GIVEN TASK A
Could you copy, word for word, the stretch from "Freedom's Frontier Heritage" through "toward its frontier." in the Border Region history page below?

Freedom's Frontier Heritage Traveler

The Big Divide: A Travel Guide

Our History Is Different

Every part of America has its own history. But what sets apart the Freedom’s Frontier region is that its history changed America. In fact, the Missouri-Kansas state line is the most consequential border in American history. So many “hinges of history” turned right here in the Border Region:

  • The Louisiana Purchase brought in the entirety of 11 states including Kansas and Missouri and pointed the young nation toward its frontier.
  • The Missouri Compromise headed off sectional trouble but would tear the country apart three decades later when it was repealed.
  • The Indian Removal Act created a “permanent” Indian territory in present-day Kansas, and led to overland trails originating in the Border Region, that took thousands of families to homes in the Far West.
  • The Kansas-Nebraska Act put the country on a path to Civil War, and turned the Border Region into a national battleground aka “Bleeding Kansas.”
  • The Lecompton Constitution tried to admit Kansas to the Union as a slave state. This set off yet another firestorm — within the Democratic Party, resulting in deep divisions that ultimately put Abraham Lincoln in the White House.
  • Missouri’s Civil War — Few people today realize how precarious a position Missouri was in during the first months of the Civil War. Early Confederate victories here put a scare into the Union Army, which was already on its heels out east.
  • The Battle of Island Mound is now recognized as the first time that African-American soldiers fought in the Civil War.

And that’s before we even mention William Quantrill, Jesse James, Harry Truman, Amelia Earhart, the plaintiffs in Brown v. Board of Education — and many other people and places who didn’t just change history here, they changed American history.

One Book Takes You There

TheBigDivide-FrontCover-MedRes In 2013, a writing couple that live right on the state line published the first comprehensive travel guide to exploring the Border Region’s unparalleled history. Thousands of adults and kids have been introduced to sites all throughout Freedom’s Frontier, thanks to their book, The Big Divide: A Travel Guide To Historic And Civil War Sites in the Missouri-Kansas Border Region.

Diane Eickhoff, a historian and author of a biography of Kansas women’s rights pioneer Clarina Nichols, teamed up with her husband, former Kansas City Star television critic Aaron Barnhart, to write The Big Divide.

GIVEN TASK B
Which lines in the entries below contain the word "dirt"? List every such line, treating uppercase and lowercase as different.

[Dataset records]
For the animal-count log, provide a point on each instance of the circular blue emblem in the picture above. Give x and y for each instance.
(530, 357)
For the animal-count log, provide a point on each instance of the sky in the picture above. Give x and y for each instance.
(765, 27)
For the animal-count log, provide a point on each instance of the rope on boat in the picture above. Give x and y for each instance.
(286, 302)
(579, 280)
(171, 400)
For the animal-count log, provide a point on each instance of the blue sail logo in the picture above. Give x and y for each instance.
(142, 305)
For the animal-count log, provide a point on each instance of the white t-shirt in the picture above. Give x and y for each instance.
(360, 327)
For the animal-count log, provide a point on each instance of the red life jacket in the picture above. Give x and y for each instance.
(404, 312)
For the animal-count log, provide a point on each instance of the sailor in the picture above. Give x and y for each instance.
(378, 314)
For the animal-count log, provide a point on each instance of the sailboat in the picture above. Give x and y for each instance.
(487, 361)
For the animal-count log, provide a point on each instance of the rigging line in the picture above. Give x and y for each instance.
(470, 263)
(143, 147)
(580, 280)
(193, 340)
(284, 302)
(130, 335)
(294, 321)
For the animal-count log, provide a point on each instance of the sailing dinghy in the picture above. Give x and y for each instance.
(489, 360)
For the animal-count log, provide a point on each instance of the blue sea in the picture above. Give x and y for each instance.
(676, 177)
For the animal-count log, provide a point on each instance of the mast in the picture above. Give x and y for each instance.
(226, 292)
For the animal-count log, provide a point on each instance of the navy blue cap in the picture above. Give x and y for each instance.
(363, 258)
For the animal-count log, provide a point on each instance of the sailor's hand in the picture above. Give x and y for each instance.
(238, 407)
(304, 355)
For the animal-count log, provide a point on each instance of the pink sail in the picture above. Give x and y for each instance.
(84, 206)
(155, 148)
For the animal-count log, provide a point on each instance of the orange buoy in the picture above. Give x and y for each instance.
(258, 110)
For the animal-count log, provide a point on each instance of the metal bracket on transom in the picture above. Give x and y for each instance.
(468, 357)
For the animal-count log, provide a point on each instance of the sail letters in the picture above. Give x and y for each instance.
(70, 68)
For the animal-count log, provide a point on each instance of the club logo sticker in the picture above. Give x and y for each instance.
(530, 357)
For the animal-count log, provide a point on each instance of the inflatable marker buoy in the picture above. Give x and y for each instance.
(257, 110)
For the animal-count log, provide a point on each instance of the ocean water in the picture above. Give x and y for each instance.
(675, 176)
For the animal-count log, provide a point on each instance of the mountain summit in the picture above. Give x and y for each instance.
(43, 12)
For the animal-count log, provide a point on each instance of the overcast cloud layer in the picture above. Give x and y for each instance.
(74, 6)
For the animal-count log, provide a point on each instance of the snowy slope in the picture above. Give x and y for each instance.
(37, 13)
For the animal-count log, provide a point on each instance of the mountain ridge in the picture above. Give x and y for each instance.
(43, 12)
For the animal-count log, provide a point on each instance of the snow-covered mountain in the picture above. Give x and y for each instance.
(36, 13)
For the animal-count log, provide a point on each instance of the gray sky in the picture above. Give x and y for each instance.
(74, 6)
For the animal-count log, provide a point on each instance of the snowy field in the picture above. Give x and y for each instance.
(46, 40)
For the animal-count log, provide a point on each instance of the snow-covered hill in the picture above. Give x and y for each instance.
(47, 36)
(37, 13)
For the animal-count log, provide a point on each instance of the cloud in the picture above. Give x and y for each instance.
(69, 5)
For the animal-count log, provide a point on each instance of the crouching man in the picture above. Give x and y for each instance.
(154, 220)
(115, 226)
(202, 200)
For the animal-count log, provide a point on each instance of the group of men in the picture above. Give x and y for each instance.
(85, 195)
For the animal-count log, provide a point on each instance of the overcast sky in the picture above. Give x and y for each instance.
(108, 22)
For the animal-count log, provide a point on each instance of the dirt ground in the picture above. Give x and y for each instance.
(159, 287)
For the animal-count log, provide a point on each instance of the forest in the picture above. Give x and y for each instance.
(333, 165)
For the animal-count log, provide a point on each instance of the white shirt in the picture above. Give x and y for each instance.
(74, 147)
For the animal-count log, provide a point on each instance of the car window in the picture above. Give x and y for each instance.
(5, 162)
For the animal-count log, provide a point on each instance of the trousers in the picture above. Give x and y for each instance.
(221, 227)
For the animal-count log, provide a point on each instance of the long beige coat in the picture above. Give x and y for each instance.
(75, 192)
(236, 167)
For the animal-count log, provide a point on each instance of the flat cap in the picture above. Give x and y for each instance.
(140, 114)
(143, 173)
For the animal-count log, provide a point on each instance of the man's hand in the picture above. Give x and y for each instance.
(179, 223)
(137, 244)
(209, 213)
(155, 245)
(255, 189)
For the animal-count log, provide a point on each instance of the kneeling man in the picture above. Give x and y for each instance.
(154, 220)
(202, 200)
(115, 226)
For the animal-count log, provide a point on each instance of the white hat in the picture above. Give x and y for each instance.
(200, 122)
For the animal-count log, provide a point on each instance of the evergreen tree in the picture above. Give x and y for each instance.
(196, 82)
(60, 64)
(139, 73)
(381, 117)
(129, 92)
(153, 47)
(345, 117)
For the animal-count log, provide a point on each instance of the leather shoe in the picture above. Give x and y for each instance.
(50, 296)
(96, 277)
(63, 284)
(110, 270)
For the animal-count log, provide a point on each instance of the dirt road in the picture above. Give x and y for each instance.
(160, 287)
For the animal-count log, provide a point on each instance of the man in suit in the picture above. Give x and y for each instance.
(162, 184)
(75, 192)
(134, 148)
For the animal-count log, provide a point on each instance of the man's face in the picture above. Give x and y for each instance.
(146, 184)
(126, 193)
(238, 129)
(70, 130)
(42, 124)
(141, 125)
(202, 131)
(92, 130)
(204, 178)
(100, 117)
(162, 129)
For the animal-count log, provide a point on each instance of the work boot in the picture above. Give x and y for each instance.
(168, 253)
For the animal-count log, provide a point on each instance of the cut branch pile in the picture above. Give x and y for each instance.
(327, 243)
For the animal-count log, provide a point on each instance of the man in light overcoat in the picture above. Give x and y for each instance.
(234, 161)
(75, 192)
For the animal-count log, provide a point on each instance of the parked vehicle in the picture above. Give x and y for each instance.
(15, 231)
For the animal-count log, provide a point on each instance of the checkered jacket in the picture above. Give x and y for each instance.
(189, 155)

COMPLETE ANSWER A
Freedom's Frontier Heritage Traveler

The Big Divide: A Travel Guide

Our History Is Different

Every part of America has its own history. But what sets apart the Freedom’s Frontier region is that its history changed America. In fact, the Missouri-Kansas state line is the most consequential border in American history. So many “hinges of history” turned right here in the Border Region:

  • The Louisiana Purchase brought in the entirety of 11 states including Kansas and Missouri and pointed the young nation toward its frontier.

COMPLETE ANSWER B
For the animal-count log, provide a point on each instance of the dirt ground in the picture above. Give x and y for each instance.
For the animal-count log, provide a point on each instance of the dirt road in the picture above. Give x and y for each instance.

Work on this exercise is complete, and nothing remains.